> **DATA ROWS**
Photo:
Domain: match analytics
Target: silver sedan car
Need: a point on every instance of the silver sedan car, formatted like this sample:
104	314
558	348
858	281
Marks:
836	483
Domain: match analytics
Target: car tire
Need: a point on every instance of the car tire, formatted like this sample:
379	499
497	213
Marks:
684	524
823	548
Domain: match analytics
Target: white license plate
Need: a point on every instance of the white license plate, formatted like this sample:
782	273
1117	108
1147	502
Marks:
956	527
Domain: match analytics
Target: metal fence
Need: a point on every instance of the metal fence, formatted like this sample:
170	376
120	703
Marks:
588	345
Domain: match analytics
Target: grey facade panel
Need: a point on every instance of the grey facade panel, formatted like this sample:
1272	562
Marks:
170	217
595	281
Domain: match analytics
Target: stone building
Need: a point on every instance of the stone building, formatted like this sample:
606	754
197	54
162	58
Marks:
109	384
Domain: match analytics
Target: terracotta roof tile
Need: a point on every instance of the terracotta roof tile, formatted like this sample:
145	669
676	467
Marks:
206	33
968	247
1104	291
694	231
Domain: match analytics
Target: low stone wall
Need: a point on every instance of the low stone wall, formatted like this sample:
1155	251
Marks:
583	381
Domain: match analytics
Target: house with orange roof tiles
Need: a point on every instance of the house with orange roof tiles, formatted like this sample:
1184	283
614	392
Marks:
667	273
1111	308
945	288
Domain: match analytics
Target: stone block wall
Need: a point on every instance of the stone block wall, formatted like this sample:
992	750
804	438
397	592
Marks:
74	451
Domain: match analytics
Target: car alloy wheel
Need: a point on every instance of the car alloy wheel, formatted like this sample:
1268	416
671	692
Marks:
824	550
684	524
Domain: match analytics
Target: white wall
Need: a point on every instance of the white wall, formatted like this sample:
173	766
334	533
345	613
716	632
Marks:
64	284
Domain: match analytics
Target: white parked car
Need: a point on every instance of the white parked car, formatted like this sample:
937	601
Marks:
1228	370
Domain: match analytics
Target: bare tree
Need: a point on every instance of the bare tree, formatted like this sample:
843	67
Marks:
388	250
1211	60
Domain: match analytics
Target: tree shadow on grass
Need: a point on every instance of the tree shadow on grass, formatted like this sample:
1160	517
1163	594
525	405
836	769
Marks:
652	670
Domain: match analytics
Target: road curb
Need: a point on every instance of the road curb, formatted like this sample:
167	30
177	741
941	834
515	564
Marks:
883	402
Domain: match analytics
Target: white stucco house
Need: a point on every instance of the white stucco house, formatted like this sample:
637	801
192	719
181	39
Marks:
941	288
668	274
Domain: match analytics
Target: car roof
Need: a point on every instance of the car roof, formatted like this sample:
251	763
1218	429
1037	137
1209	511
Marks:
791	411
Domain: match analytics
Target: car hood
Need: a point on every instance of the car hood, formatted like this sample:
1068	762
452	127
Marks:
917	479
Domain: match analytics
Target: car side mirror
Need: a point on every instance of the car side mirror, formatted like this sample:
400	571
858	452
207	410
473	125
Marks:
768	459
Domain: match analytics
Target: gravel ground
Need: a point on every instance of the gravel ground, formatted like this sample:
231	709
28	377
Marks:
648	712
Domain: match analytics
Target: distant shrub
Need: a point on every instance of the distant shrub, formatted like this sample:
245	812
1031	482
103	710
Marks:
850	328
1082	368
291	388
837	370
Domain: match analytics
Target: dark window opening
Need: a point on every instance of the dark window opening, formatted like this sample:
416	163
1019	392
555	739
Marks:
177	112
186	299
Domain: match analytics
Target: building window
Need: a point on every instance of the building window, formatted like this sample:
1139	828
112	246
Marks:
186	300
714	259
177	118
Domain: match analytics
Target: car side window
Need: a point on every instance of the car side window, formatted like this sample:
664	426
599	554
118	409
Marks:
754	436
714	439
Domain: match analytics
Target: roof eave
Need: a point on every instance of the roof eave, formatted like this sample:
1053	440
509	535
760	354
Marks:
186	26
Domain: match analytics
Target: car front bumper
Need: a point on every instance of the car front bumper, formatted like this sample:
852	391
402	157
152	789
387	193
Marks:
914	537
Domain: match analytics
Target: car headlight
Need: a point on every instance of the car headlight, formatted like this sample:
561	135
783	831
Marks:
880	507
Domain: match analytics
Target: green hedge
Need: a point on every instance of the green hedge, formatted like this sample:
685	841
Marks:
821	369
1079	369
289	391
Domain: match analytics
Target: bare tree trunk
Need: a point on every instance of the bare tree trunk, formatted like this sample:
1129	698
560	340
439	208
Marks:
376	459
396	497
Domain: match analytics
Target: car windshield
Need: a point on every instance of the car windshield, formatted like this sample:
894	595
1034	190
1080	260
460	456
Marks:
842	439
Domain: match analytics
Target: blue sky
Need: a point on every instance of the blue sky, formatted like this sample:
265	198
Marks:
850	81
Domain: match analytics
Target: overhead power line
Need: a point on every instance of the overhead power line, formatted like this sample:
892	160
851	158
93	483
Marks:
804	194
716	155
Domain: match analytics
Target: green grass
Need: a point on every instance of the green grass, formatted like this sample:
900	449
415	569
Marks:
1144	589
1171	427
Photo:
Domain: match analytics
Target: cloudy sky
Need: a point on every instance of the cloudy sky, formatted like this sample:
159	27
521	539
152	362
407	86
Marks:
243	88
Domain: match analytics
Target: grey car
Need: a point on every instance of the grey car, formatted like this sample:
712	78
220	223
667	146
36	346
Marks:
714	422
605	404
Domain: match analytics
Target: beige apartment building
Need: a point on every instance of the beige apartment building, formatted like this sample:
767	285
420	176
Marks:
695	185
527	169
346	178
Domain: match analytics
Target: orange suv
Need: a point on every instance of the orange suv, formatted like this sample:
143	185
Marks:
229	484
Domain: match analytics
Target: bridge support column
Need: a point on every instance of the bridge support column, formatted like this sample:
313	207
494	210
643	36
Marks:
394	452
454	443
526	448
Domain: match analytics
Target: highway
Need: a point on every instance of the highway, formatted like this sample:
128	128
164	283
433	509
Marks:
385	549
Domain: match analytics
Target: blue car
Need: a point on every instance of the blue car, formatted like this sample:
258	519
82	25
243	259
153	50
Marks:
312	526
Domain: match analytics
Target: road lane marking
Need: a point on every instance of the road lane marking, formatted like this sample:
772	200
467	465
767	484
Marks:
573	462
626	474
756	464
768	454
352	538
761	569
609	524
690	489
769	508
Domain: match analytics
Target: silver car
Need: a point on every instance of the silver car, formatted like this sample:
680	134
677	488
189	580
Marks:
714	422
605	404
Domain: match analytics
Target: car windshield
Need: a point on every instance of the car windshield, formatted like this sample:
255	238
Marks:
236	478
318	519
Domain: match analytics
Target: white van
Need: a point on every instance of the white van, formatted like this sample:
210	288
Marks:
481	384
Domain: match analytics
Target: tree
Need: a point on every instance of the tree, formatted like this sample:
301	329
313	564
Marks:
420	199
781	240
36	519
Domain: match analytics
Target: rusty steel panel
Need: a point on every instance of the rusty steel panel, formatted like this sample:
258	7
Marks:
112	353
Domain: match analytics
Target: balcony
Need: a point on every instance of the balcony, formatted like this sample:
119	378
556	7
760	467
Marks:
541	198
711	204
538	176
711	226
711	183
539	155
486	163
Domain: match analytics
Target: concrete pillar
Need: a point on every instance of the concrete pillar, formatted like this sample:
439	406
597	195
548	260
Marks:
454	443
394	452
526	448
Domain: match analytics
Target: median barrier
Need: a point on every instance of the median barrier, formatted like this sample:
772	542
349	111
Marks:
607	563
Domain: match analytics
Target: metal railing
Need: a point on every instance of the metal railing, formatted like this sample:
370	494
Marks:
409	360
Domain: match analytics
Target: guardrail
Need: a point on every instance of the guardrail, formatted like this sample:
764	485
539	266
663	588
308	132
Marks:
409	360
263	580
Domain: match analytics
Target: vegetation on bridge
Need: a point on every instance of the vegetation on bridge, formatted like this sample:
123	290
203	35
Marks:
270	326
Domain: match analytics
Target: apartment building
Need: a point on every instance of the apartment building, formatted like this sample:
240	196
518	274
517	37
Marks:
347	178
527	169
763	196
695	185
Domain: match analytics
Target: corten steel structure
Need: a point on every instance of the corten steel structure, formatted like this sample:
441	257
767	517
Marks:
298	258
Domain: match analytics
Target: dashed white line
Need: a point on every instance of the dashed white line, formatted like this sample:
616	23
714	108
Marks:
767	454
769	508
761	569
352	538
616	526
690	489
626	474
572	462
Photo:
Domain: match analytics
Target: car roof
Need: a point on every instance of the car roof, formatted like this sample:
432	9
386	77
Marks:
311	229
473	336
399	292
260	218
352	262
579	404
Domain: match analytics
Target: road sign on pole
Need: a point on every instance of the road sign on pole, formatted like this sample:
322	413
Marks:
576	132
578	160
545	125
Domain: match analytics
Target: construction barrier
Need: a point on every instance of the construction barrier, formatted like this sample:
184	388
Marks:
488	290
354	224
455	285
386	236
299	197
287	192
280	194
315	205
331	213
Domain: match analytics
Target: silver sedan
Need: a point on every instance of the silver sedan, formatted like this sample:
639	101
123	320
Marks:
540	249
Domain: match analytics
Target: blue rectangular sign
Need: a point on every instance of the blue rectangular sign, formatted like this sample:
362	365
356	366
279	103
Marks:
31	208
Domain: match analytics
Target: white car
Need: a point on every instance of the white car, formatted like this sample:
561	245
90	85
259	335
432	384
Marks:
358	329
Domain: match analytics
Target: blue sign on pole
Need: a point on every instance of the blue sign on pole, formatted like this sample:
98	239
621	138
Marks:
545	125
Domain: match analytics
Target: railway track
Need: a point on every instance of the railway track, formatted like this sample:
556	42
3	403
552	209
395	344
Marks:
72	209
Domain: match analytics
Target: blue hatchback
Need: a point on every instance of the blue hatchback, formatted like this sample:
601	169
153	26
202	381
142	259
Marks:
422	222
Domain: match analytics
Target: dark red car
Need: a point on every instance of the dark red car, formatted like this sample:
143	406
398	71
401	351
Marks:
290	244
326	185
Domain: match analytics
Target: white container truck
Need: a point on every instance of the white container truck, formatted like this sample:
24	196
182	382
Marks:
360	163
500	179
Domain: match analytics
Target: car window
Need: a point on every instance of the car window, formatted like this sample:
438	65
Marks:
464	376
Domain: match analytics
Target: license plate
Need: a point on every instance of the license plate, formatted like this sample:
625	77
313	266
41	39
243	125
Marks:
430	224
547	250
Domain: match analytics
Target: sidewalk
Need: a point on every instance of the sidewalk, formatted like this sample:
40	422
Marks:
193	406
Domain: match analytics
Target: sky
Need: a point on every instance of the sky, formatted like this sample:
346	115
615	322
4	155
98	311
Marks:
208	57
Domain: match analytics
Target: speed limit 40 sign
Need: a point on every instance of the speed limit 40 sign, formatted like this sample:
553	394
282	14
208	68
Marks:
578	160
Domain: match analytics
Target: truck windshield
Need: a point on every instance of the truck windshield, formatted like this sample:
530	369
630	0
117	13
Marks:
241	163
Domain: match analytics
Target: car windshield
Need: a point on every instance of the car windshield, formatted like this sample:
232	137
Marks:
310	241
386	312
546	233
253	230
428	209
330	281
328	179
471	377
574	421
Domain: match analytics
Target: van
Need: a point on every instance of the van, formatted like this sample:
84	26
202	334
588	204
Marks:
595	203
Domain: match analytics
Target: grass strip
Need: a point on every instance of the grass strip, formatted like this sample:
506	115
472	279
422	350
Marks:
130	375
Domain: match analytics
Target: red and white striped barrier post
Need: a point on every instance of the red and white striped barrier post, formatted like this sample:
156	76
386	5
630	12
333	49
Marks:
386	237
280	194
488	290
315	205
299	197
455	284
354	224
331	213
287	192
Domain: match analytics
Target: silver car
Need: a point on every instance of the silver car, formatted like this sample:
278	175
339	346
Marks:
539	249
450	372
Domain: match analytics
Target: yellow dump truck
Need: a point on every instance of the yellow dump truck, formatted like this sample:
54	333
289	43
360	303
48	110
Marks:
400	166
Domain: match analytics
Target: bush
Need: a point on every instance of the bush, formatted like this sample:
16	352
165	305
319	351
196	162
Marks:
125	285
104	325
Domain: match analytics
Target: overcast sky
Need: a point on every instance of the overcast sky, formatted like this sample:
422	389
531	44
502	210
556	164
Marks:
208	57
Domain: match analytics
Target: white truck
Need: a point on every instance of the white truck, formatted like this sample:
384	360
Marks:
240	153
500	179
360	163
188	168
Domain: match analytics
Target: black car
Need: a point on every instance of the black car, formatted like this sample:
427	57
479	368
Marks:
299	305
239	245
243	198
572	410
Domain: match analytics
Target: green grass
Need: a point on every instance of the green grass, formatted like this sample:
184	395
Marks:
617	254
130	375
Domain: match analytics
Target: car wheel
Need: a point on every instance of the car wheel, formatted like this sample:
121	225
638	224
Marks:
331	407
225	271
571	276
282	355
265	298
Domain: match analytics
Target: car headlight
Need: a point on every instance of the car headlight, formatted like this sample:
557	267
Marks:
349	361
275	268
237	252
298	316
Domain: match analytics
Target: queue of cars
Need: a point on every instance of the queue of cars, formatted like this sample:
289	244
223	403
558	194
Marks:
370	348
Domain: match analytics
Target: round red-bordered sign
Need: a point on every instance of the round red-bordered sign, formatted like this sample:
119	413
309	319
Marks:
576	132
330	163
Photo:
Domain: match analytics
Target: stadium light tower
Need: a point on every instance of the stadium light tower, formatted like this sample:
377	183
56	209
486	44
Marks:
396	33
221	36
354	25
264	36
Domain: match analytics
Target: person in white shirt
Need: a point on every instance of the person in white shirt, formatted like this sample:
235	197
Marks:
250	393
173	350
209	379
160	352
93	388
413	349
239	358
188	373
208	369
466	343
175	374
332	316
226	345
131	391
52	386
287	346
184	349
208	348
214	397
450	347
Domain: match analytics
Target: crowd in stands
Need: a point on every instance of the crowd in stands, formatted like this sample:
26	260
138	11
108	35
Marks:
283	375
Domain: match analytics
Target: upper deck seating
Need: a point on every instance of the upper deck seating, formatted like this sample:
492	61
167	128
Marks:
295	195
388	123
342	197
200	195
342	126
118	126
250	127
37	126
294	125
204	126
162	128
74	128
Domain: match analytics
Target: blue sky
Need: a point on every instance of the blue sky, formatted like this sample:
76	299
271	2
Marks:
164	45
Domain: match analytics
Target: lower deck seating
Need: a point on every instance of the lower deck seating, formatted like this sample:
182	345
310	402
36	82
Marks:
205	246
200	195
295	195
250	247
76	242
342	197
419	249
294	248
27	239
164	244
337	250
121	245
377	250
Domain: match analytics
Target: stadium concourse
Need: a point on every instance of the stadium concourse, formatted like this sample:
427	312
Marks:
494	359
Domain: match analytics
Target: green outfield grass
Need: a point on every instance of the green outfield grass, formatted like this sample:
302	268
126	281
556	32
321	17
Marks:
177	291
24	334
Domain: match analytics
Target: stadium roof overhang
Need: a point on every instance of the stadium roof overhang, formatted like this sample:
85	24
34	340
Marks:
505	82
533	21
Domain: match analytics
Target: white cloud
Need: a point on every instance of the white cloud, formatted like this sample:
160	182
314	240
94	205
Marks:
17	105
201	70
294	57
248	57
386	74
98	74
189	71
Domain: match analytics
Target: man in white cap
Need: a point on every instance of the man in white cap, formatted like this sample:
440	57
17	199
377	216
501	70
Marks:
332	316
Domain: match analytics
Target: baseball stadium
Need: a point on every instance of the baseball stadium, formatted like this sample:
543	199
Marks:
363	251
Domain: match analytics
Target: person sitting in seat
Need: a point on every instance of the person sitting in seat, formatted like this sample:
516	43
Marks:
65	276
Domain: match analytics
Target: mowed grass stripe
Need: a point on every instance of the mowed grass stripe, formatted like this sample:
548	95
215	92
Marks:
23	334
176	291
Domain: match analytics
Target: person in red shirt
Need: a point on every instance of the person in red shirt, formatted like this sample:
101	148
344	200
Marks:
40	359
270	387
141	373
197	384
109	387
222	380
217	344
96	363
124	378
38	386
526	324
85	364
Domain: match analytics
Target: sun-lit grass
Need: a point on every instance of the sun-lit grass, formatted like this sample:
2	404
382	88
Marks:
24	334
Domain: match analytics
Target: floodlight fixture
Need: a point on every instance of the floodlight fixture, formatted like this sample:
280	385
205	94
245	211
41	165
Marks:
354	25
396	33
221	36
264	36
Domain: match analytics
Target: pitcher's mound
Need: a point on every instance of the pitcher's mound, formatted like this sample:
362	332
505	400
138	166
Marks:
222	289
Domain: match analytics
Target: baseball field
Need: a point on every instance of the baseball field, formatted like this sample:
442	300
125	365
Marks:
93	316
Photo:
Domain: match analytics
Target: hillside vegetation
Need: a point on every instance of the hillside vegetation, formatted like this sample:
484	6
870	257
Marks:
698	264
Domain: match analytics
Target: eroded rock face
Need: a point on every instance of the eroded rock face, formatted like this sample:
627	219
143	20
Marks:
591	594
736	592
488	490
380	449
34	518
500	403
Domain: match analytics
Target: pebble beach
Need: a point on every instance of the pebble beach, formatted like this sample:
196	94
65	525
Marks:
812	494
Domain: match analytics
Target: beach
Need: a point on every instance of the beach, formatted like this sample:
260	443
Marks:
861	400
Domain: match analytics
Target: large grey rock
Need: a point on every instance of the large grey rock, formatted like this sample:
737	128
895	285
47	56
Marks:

> **DIRECTIONS**
Please count the lines in the listing above that contain the string "window", matching case exactly, and reply with only the number.

> **OUTPUT FOR THIS TASK**
8